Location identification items

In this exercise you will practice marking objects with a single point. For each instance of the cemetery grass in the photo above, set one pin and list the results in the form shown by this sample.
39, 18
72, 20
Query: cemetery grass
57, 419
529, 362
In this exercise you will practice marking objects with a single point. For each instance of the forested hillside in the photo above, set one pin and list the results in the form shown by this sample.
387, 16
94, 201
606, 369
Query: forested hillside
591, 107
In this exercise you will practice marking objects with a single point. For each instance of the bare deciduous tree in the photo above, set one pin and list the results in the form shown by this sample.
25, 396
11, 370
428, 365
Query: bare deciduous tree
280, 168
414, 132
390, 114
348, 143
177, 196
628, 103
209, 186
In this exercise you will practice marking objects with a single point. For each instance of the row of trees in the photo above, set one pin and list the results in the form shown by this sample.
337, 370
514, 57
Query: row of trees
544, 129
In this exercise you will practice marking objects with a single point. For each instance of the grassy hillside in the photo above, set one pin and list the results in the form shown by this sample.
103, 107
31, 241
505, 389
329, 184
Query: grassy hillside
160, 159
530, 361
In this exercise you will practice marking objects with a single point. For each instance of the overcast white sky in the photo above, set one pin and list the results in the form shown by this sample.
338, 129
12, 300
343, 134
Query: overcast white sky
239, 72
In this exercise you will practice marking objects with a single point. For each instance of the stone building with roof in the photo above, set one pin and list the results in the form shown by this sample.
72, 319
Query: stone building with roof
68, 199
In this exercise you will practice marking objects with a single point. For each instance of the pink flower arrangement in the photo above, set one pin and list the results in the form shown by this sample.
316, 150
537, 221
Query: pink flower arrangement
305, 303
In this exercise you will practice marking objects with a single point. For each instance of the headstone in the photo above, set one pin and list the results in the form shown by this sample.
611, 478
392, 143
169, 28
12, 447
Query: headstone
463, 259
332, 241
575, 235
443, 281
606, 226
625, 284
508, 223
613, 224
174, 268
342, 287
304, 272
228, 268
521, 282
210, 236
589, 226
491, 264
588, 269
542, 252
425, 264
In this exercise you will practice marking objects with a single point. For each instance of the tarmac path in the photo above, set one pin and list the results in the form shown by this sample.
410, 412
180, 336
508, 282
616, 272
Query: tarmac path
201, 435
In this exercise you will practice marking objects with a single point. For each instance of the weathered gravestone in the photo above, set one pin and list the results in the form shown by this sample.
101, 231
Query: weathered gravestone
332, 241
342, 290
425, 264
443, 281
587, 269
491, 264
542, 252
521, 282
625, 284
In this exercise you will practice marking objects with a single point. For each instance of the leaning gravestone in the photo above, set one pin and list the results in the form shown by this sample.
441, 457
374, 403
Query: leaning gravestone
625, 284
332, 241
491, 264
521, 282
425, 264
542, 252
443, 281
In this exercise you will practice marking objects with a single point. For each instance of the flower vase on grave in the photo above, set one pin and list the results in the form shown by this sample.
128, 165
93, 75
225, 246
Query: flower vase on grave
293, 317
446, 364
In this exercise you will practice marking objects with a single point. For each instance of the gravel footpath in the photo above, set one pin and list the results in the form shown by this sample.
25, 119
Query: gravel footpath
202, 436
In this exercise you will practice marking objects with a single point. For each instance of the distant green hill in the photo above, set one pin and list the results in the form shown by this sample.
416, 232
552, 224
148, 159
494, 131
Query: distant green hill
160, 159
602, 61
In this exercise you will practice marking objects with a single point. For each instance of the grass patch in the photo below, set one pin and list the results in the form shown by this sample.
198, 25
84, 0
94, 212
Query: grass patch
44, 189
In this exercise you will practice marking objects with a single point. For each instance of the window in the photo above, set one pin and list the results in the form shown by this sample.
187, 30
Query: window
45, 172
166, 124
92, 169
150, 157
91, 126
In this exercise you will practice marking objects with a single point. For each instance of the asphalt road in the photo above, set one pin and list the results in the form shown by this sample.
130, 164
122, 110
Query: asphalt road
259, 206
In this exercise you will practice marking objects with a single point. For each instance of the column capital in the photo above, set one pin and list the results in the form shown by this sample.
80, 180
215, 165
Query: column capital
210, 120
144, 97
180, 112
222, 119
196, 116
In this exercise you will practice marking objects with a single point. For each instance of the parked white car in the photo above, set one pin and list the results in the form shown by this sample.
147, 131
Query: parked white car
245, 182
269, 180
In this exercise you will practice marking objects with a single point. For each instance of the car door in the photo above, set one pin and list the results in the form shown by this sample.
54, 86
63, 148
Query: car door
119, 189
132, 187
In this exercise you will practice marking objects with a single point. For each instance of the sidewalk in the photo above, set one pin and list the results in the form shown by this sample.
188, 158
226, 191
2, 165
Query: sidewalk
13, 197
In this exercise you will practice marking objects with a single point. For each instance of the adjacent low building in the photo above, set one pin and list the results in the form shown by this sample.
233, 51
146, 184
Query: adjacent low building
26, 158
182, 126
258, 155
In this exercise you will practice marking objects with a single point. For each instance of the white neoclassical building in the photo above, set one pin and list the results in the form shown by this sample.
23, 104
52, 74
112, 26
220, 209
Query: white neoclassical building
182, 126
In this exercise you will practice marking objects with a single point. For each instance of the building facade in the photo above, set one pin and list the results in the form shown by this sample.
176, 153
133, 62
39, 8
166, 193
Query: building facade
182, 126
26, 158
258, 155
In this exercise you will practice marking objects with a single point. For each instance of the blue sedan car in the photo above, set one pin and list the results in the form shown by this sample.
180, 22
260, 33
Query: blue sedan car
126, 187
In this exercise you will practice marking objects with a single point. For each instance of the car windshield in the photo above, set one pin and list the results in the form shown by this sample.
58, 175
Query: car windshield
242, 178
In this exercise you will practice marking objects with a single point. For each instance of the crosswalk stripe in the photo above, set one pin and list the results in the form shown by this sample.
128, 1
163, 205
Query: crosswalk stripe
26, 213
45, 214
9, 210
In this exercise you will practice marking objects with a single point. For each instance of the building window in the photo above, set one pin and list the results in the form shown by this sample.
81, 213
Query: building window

What needs to be done
Faithfully copy every entry, leaving nothing out.

Worked answer
In this exercise you will practice marking objects with a single point. For each instance of the cemetery grass in the photo above, set one pin and list the results in the form shown by this sample.
39, 18
72, 20
Query: cemetery grass
57, 419
529, 362
In this exercise you will practice marking objects with a single point. For each instance of the forested hillside in the photo above, set one pin and list the results in the form shown by this sample.
387, 16
94, 201
606, 369
Query: forested hillside
591, 107
In this exercise you will practice marking objects with a single point. For each instance of the bare deciduous tree in the photo above, set one pin and list the results in the form shown by this sample.
25, 396
11, 370
428, 365
Query: bare deciduous tree
280, 168
414, 132
390, 114
348, 143
177, 196
628, 103
209, 186
In this exercise you will practice marking objects with a single point. For each instance of the row of trees in the photo above, set one pin and list the results in the form shown by this sample.
337, 370
514, 57
Query: row of trees
544, 129
In this exercise you will practice marking objects with a single point. For each instance of the grassy hillside in the photo above, set one pin and list the results in the form shown by this sample.
103, 107
31, 241
505, 389
329, 184
Query: grassy hillside
160, 159
530, 361
In this exercise you will practice marking objects with a single point. For each instance of the overcast white sky in the photo above, set one pin and list the results in the form shown by this sample.
338, 129
12, 300
343, 134
Query: overcast white sky
239, 72
In this exercise you will practice marking objects with a single point. For each instance of the stone building with roof in the photo above, set one pin and list the results in the form shown by this sample.
72, 319
Query: stone building with roof
68, 199
In this exercise you will practice marking objects with a single point. For each instance of the pink flower arrangement in the photo above, set one pin and list the results in the form shown by this sample.
316, 150
537, 221
Query: pink flower arrangement
305, 303
In this exercise you will practice marking objects with a single point. For each instance of the headstone in the photo above, set one pin and list the results in the form shown by this sample.
611, 478
392, 143
169, 28
12, 447
Query: headstone
463, 259
332, 241
575, 235
443, 281
606, 226
625, 284
508, 223
613, 224
174, 268
342, 287
304, 272
228, 268
521, 282
210, 236
589, 226
491, 264
588, 269
542, 252
425, 264
In this exercise you will practice marking objects with a single point. For each instance of the tarmac path in the photo above, set one pin and list the results in the form shown by this sample.
410, 412
180, 336
508, 282
616, 272
Query: tarmac path
201, 435
In this exercise you will practice marking objects with a single point. For each instance of the weathered gravestone in the photo above, set one pin and list the results in the form shown by this sample.
101, 231
Query: weathered gravestone
332, 241
342, 290
425, 264
443, 281
587, 269
491, 264
542, 252
521, 282
625, 284
In this exercise you will practice marking objects with a single point. For each instance of the leaning gravestone in the photo above, set one pin and list the results in the form shown by this sample.
441, 457
374, 403
Query: leaning gravestone
625, 284
332, 241
491, 264
521, 282
425, 264
542, 252
443, 281
In this exercise you will practice marking objects with a single point. For each instance of the flower vase on grave in the photo above, set one pin and list the results in the form shown by this sample.
128, 165
93, 75
225, 246
Query: flower vase on grave
293, 317
446, 364
In this exercise you will practice marking objects with a single point. For each instance of the gravel footpath in the photo above, set one pin and list the results in the form shown by this sample.
25, 119
Query: gravel footpath
202, 436
In this exercise you will practice marking objects with a single point. For each instance of the distant green hill in the photo above, set one pin and list the results in the form shown by this sample.
416, 232
552, 224
148, 159
494, 131
Query: distant green hill
160, 159
602, 61
In this exercise you will practice marking objects with a single point. For each instance of the grass patch in the photo below, set one pin and list the results in the form shown by this sample.
198, 25
84, 0
94, 212
Query: grass patch
44, 189
In this exercise you will practice marking objects with a single point. For each instance of the window in the photo above, set one pin and list the results in the form shown by this sample.
187, 30
Query: window
45, 172
166, 124
92, 169
150, 157
91, 126
In this exercise you will practice marking objects with a single point. For each instance of the asphalt road in the photo above, set one pin and list the results in the form shown by this sample.
130, 164
122, 110
Query: asphalt road
259, 206
In this exercise you will practice marking objects with a single point. For each instance of the column capital in the photo above, set one pin and list the results in the form shown by this sample.
80, 180
215, 165
Query: column capital
210, 120
144, 97
180, 112
222, 119
196, 116
In this exercise you will practice marking objects with a single point. For each instance of the parked white car in the photo above, set one pin and list the results in the form shown by this sample.
147, 131
Query: parked white car
245, 182
269, 180
In this exercise you will practice marking objects with a single point. For each instance of the car door in the photo above, set one pin and list the results in the form shown by this sample.
54, 86
63, 148
Query: car door
119, 189
132, 187
In this exercise you will practice marking objects with a single point. For each instance of the sidewalk in the photo above, set one pin and list the results in the form shown by this sample.
188, 158
226, 191
2, 165
Query: sidewalk
13, 197
In this exercise you will practice marking objects with a single point. For each instance of the adjacent low building in the photo above, set one pin and list the results in the form shown by this sample.
233, 51
146, 184
Query: adjacent low building
26, 158
182, 126
258, 155
In this exercise you will practice marking objects with a single point. For each instance of the white neoclassical building in the photo above, set one pin and list the results in the form shown by this sample.
23, 104
52, 74
112, 26
220, 209
Query: white neoclassical building
182, 126
In this exercise you will practice marking objects with a single point. For each instance of the building facade in the photo above, set one pin and list the results in the form shown by this sample.
176, 153
133, 62
39, 8
166, 193
Query: building facade
182, 126
26, 158
258, 155
In this exercise you will practice marking objects with a single point. For each instance of the blue sedan car in the photo above, set one pin and list the results in the form shown by this sample.
180, 22
260, 33
Query: blue sedan car
126, 187
In this exercise you will practice marking objects with a single point. For each instance of the car windshield in the photo above, set one pin and list the results in the form shown by this sample.
58, 175
Query: car windshield
242, 178
In this exercise you will practice marking objects with a single point. For each instance of the crosswalk stripe in the photo above, set one pin and list the results in the form shown by this sample.
128, 1
163, 205
Query: crosswalk stripe
26, 213
45, 214
9, 210
In this exercise you will practice marking objects with a single point. For each instance of the building window in the photo above, set one pin and list the results in the form shown by this sample.
81, 213
Query: building window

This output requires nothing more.